The weather is often the subject we revert to when we don’t have anything to talk about, or when we don’t know someone well enough to know what to talk about. We are all effected by and threaded together by the weather. In my native New England, the skies are ever-changing, always fickle, and I’m finding the same in my adopted hometown in Oregon, where interactions with strangers almost always involves a conversation about the weather: Whoa, did you see it out there? Yeah, messy out there, isn’t it? But it was so sunny earlier!

In “Writers in the Storm,” New Yorker staff writer Kathryn Schulz deconstructs the presence of weather in literature, noting that, “as literary subjects go, weather has a terrible reputation. […] On the one hand, weather is widely regarded as the most banal topic in the world—in print as in conversation, the one we resort to when we have nothing else to say. On the other hand, it stands perpetually accused of melodrama.”

=== DATASET EXTRACT ===

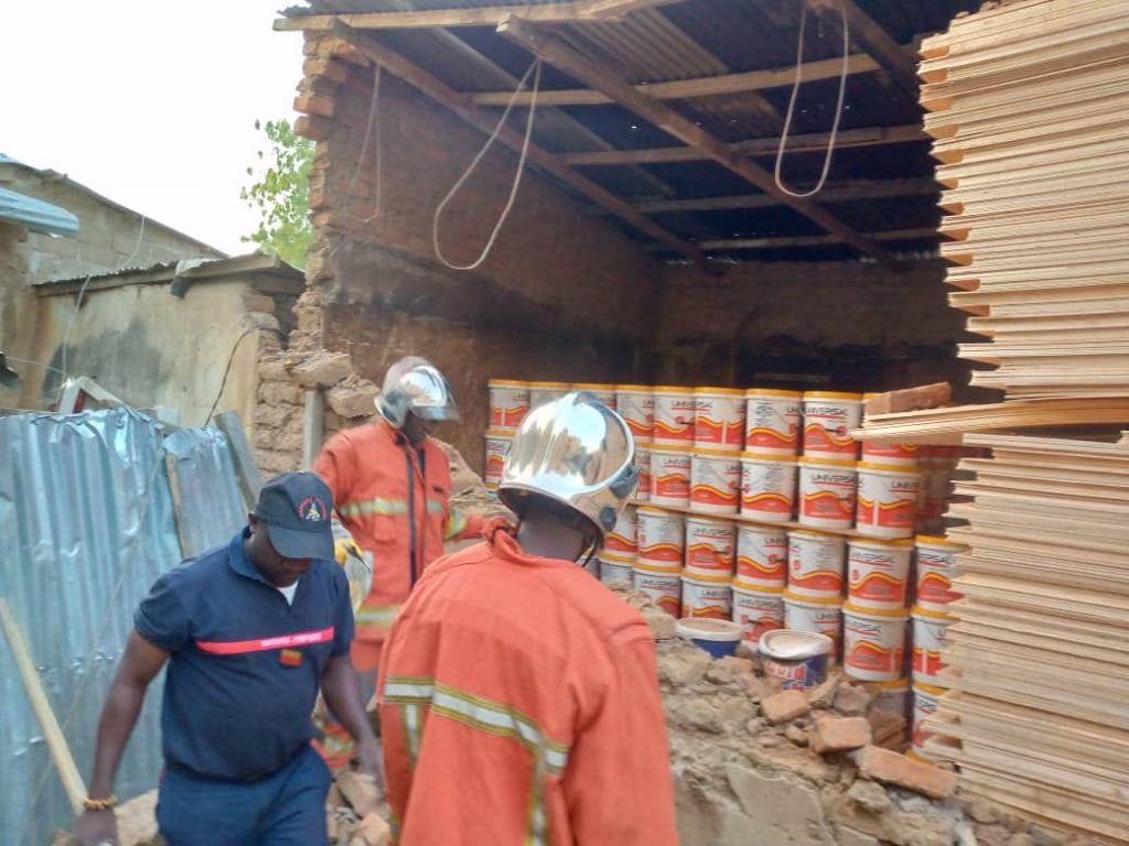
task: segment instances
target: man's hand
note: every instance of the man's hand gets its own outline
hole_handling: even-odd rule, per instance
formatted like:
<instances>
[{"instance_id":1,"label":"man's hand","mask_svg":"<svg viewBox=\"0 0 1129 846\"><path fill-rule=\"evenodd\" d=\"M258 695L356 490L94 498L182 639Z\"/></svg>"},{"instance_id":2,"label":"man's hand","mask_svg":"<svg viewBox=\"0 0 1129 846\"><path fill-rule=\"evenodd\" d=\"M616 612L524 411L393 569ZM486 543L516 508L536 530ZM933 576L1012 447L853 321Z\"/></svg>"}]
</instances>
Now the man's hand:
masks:
<instances>
[{"instance_id":1,"label":"man's hand","mask_svg":"<svg viewBox=\"0 0 1129 846\"><path fill-rule=\"evenodd\" d=\"M365 775L373 776L376 783L384 790L384 752L380 750L380 742L369 735L356 746L357 768Z\"/></svg>"},{"instance_id":2,"label":"man's hand","mask_svg":"<svg viewBox=\"0 0 1129 846\"><path fill-rule=\"evenodd\" d=\"M75 825L75 836L80 846L99 846L117 843L117 820L113 809L84 811Z\"/></svg>"}]
</instances>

=== WORK TO COMPLETE ===
1. Copy the weather excerpt word for word, from "The weather is" to "so sunny earlier!".
2. Answer these questions using the weather excerpt:
(a) Which region does the writer call home by birth?
(b) What is the title of the piece by Kathryn Schulz?
(c) What is weather perpetually accused of, according to the quoted passage?
The listing has nothing to do with this.

=== ANSWERS BELOW ===
1.
The weather is often the subject we revert to when we don’t have anything to talk about, or when we don’t know someone well enough to know what to talk about. We are all effected by and threaded together by the weather. In my native New England, the skies are ever-changing, always fickle, and I’m finding the same in my adopted hometown in Oregon, where interactions with strangers almost always involves a conversation about the weather: Whoa, did you see it out there? Yeah, messy out there, isn’t it? But it was so sunny earlier!

2.
(a) New England
(b) "Writers in the Storm"
(c) Melodrama